Task material:
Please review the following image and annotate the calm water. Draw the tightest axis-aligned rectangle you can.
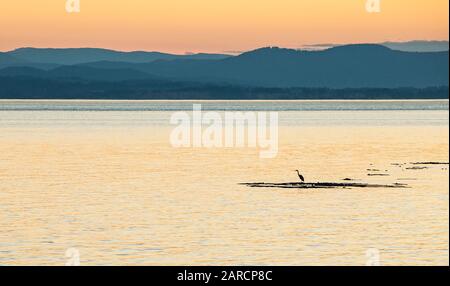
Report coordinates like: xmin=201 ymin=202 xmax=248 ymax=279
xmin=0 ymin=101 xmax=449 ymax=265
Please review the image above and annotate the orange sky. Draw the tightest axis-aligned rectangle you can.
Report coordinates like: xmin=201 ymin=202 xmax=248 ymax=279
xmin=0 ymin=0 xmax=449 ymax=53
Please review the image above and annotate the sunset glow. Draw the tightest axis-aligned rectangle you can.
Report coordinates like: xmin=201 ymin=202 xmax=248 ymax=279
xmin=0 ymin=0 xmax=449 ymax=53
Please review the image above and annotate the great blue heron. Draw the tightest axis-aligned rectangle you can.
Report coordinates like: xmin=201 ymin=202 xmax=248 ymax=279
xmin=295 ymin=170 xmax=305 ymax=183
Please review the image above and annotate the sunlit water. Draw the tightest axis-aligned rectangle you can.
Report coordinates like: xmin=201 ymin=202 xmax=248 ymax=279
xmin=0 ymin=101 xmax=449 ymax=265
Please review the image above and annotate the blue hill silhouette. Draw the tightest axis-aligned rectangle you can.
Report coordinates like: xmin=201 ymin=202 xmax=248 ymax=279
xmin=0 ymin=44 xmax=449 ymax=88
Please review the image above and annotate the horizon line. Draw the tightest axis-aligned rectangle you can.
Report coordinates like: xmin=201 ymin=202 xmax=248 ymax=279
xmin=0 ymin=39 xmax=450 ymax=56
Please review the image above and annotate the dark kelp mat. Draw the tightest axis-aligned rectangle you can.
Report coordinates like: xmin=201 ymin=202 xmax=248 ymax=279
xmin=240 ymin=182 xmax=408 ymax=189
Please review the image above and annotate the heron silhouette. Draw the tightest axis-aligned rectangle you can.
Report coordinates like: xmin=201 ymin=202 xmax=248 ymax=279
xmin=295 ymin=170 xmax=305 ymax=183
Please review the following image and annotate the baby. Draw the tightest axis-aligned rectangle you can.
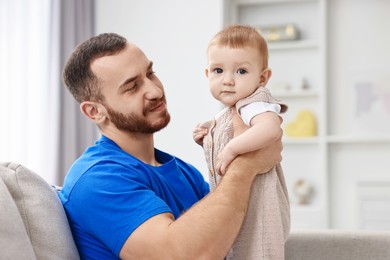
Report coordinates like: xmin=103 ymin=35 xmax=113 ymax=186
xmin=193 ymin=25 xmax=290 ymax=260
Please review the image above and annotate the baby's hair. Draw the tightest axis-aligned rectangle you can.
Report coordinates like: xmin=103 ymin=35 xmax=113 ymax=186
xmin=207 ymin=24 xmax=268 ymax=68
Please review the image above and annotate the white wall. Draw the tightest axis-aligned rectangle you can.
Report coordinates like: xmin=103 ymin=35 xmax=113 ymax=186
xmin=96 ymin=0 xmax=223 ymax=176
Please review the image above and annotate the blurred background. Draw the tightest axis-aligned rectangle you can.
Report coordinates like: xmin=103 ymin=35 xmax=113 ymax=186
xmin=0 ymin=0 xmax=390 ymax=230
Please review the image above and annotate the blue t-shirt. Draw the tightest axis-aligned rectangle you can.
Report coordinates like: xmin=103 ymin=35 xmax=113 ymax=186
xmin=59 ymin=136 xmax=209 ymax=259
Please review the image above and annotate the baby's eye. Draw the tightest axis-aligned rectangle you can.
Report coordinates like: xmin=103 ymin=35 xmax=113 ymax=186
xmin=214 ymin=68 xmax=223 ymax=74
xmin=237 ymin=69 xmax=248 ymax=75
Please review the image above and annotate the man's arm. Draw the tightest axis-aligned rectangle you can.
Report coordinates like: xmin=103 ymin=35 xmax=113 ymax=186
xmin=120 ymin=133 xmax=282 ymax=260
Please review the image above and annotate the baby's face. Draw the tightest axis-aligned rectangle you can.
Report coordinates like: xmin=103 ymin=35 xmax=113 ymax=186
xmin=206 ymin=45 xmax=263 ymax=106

Task directions:
Return every line of the items above word for word, leaving out the pictures.

Exercise response:
Please review the following image and annotate the calm water. Draw the tightest axis-aligned rectangle you can.
Report coordinates like: xmin=201 ymin=202 xmax=248 ymax=279
xmin=0 ymin=101 xmax=449 ymax=265
Please review the image above and annotate the orange sky. Draw the tightest axis-aligned rectangle you can.
Report coordinates like: xmin=201 ymin=202 xmax=248 ymax=279
xmin=0 ymin=0 xmax=449 ymax=53
Please review the image above and annotate the sunset glow. Draw the tightest axis-aligned rectangle you can.
Report coordinates like: xmin=201 ymin=202 xmax=248 ymax=279
xmin=0 ymin=0 xmax=449 ymax=53
Please review the image above and annotate the great blue heron. Draw the tightest axis-aligned rectangle you can.
Report coordinates like: xmin=201 ymin=202 xmax=248 ymax=279
xmin=295 ymin=170 xmax=305 ymax=183
Please review the image above and annotate the sunlit water. Draw the tightest axis-aligned rectangle you can.
Report coordinates like: xmin=201 ymin=202 xmax=248 ymax=279
xmin=0 ymin=101 xmax=449 ymax=265
Please review the image above and annotate the blue hill silhouette. Draw the tightest axis-aligned rectangle you can.
Report coordinates like: xmin=201 ymin=202 xmax=248 ymax=279
xmin=0 ymin=44 xmax=449 ymax=88
Please review the image above and annotate the horizon line. Draw the tightest axis-aligned rectangle you can.
Report coordinates like: xmin=201 ymin=202 xmax=248 ymax=279
xmin=0 ymin=39 xmax=450 ymax=56
Please review the image above and annotate the dark kelp mat. Draw the tightest axis-aligned rectangle you can.
Report coordinates like: xmin=201 ymin=202 xmax=248 ymax=279
xmin=240 ymin=182 xmax=408 ymax=189
Please review the image above and annotate the heron silhouette. Draw the tightest axis-aligned rectangle you can.
Report coordinates like: xmin=201 ymin=202 xmax=248 ymax=279
xmin=295 ymin=170 xmax=305 ymax=183
Please review the following image and annotate the baby. Draw the tightest axis-aligned rectangle you can.
Report coordinates like: xmin=103 ymin=35 xmax=113 ymax=186
xmin=193 ymin=25 xmax=290 ymax=260
Please review the image above and annotate the baby's hair. Draw the tightest axis-aligned rectangle you can.
Report coordinates like: xmin=103 ymin=35 xmax=113 ymax=186
xmin=207 ymin=24 xmax=268 ymax=68
Please review the image above and annotate the white wall. Draw the tightest axis-aligned rectangle you can.
Report coordinates like: xmin=103 ymin=35 xmax=113 ymax=186
xmin=96 ymin=0 xmax=223 ymax=176
Please review the image above and annotate the blurred background. Draw the tightest axis-aligned rectangle you can.
Report coordinates like: xmin=103 ymin=35 xmax=113 ymax=186
xmin=0 ymin=0 xmax=390 ymax=230
Please review the image above and annotate the blue t-shirt. Draw the tightest axis-aligned rectangle you can.
Report coordinates like: xmin=103 ymin=35 xmax=113 ymax=186
xmin=59 ymin=136 xmax=209 ymax=259
Please review the image above and annotate the baby's eye. Draw the tightest axis-aligned rectangle you can.
Report coordinates like: xmin=103 ymin=35 xmax=113 ymax=186
xmin=214 ymin=68 xmax=223 ymax=74
xmin=237 ymin=69 xmax=248 ymax=75
Please review the image above and annotate the man's arm. Draw the tightest axis-aligned rectangle you can.
Report coordinates like: xmin=103 ymin=35 xmax=113 ymax=186
xmin=120 ymin=133 xmax=282 ymax=260
Please review the image above and annotate the baby's face. Draw the tightest axis-aligned rectangle you can.
Report coordinates like: xmin=103 ymin=35 xmax=113 ymax=186
xmin=206 ymin=45 xmax=263 ymax=106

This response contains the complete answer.